* Extrait du texte *
+-------+

Les Latins s’en inspirent pour créer leur propre alphabet. Celui-ci, après transformations et variations, se trouve être à l’origine d’un bon nombre de systèmes encore utilisés aujourd’hui pour noter quantité de langues du monde. Des lettres grecques sont à la base de nombreux symboles mathématiques et scientifiques, le plus célèbre étant la lettre π (Pi).

Stèle en écriture phénicienne (punique ? )
Stèle en écriture phénicienne (punique ? ) |

© BnF

Stèle votive à caractères grecs
Stèle votive à caractères grecs |

© BnF

Le rôle de l’écriture dans la démocratie

Cadmos apportant l’alphabet aux Grecs
Cadmos apportant l’alphabet aux Grecs |

© BnF

L’histoire politique de la Grèce ancienne est intimement liée aux développements de l’écriture. Vers 650 avant J.-C., l’écrit fait son entrée dans la cité et commence, sous une forme monumentale, à jouer un rôle central dans la conduite des affaires de l’État. Le législateur Solon décide que les lois de la cité doivent être mises par écrit et rendues publiques, visibles et lisibles, au centre même de l’espace public : nul n’est censé ignorer la loi. Les lois sont écrites sur des tables de pierre en lettres géométriques peintes le plus souvent en couleurs vives. Elles sont dressées dans le Prytanée, lieu de la décision politique, ou gravées sur les parois des sanctuaires. La publicité donnée à la loi dans les endroits les plus en vue de la cité fait de l’écrit la base même de la démocratie et permet à tout citoyen de prendre connaissance des décisions de la cité et d’exercer un contrôle sur les modalités de leur application.

+-------+

* Données d'entrée *

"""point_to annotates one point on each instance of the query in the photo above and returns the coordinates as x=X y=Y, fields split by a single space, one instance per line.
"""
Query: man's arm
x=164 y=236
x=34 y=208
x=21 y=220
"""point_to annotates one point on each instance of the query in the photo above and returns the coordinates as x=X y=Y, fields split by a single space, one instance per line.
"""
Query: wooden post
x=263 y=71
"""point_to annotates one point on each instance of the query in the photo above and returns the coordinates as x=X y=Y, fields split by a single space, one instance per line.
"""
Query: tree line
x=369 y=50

+-------+

* Travail à faire *
Relevez toutes les légendes d'illustrations que contient l'extrait sur l'écriture grecque, en citant chacune une seule fois.

* Réponse attendue *
- Stèle en écriture phénicienne (punique ? )
- Stèle votive à caractères grecs
- Cadmos apportant l'alphabet aux Grecs